YOUR OBJECTIVE » Copy the material below word for word, without the pictures.

════════════════

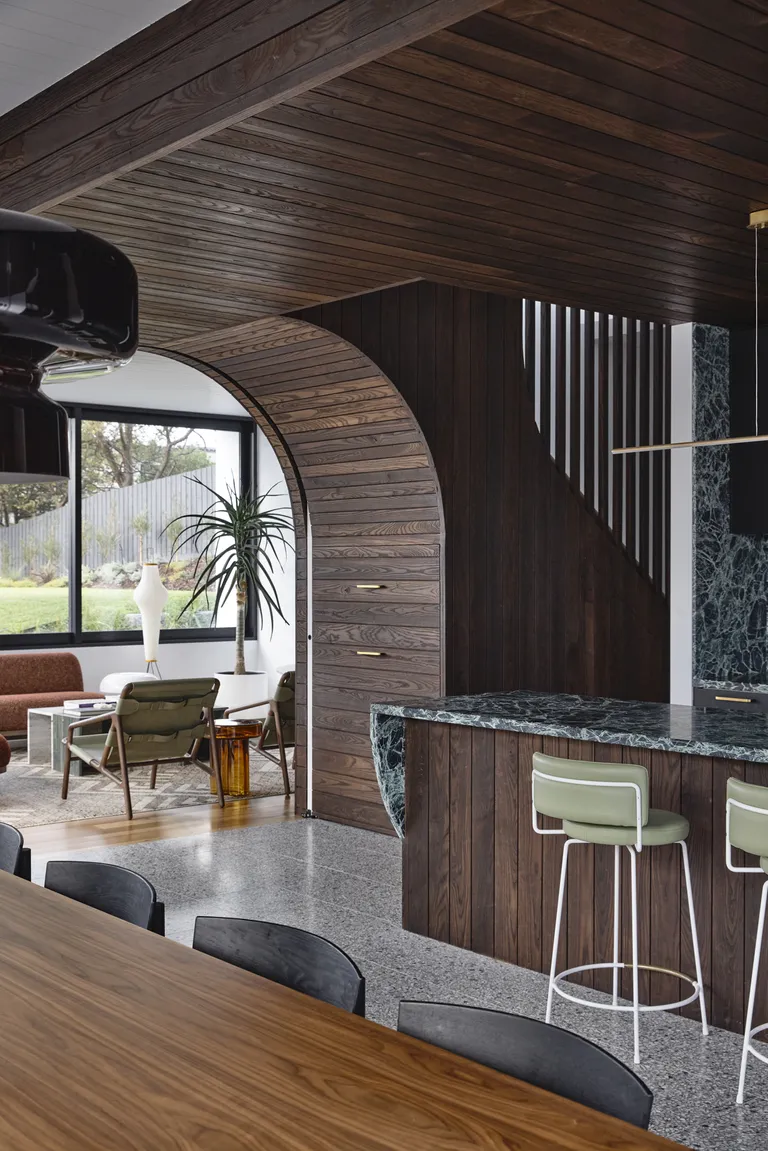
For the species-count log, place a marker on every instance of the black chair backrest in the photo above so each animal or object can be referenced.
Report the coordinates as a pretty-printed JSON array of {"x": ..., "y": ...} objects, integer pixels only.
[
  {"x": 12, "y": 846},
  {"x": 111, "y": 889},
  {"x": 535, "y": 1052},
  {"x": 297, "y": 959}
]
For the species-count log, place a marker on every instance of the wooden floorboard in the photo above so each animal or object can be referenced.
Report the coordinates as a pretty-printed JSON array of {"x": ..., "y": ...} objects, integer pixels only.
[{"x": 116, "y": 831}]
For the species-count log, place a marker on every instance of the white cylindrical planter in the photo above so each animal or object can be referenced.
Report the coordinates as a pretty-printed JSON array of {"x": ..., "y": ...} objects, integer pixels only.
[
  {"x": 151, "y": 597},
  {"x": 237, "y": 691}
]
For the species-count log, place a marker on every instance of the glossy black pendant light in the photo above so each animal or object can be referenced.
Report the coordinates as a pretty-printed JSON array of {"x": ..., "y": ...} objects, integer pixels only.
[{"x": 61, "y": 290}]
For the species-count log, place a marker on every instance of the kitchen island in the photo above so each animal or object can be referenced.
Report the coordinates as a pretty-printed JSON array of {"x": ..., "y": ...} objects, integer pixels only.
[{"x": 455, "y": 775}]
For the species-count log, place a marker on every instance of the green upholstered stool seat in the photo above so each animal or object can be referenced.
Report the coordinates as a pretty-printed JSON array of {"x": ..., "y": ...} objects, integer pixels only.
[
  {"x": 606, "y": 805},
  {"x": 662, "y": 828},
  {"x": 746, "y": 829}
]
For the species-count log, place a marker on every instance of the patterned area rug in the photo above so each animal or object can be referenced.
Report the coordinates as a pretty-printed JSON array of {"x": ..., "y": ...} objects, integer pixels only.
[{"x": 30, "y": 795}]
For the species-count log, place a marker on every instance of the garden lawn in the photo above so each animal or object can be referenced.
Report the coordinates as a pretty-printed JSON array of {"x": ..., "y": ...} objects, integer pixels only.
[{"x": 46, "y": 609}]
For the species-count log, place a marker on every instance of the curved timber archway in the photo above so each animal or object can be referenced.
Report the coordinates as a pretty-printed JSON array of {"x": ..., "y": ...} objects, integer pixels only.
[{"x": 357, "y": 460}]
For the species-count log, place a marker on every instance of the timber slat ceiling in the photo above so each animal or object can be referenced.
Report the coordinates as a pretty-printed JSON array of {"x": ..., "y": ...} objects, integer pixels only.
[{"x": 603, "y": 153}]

════════════════

EXPECTED ANSWER »
For the species-count log, place a marker on every instance of the black chair backrest in the photo above so each animal or object can be referenced.
Report the coordinates as a pretty-printed JSON array of {"x": ..., "y": ...} objects, integer pixels only.
[
  {"x": 12, "y": 846},
  {"x": 111, "y": 889},
  {"x": 535, "y": 1052},
  {"x": 297, "y": 959}
]
For the species-count log, place a marker on every instance of the wooden floorboard in the photo above so each animal or object can be referenced.
Report the coordinates as a pretty-printed JSON array of {"x": ..., "y": ...} objects, integer pixels only.
[{"x": 116, "y": 831}]
For the species-count log, place a marker on every instance of the white cylindrical planter in the photo above so each animal or object can be referenced.
Report the coordinates as a pretty-printed JSON array of {"x": ..., "y": ...} objects, integer pixels only.
[
  {"x": 151, "y": 597},
  {"x": 237, "y": 691}
]
For the species-count log, place a marker on every instance of the glossy black pendant light in the photo above so each animal or object can be referenced.
Report the coordinates as a pretty-printed JSON array of {"x": ..., "y": ...} objects, integer pixels only.
[{"x": 61, "y": 290}]
For the species-count log, place a marker on every instance of the kitchen island in the photo above so each animal or object can be referenced.
Report the coordinates as a pretty-printed JSON array of {"x": ..., "y": ...} objects, integer pixels only.
[{"x": 455, "y": 775}]
For the species-count log, place a marker on every instance of the green upholstered stool seat in the photo above so each animal or object can be referenced.
Report the coordinates as a pretty-printed JSON array of {"x": ..., "y": ...} objects, integer pixels only.
[
  {"x": 606, "y": 805},
  {"x": 662, "y": 828},
  {"x": 746, "y": 829}
]
For the species-count log, place a marker on every instance of the patterned area rug in the photo above so each animal or object can be referenced.
Report the coordinates as a pretty-printed JSON array of {"x": ..., "y": ...} objects, integer pixels only.
[{"x": 30, "y": 795}]
For the species-count log, place a marker on every instance of the garden lawn in the photo above so each animal or object can be referenced.
Report the coordinates as a pretty-printed JSON array of {"x": ..., "y": ...} objects, integer pixels only.
[{"x": 46, "y": 609}]
For the species-count log, place a marker on every instance of the curved timber archway in the photo above so each animal or object can be referenced.
Report the coordinates as a pretty-printed JSON array of {"x": ..., "y": ...} objects, integer pixels only.
[{"x": 357, "y": 460}]
For the species-count log, place a marker on every instance of the timber slat ceiling in the photo above so each animal or object can be referenced.
Report the coordinates as a pretty-printed JSON array of {"x": ..., "y": ...} objects, integer pixels only.
[{"x": 603, "y": 153}]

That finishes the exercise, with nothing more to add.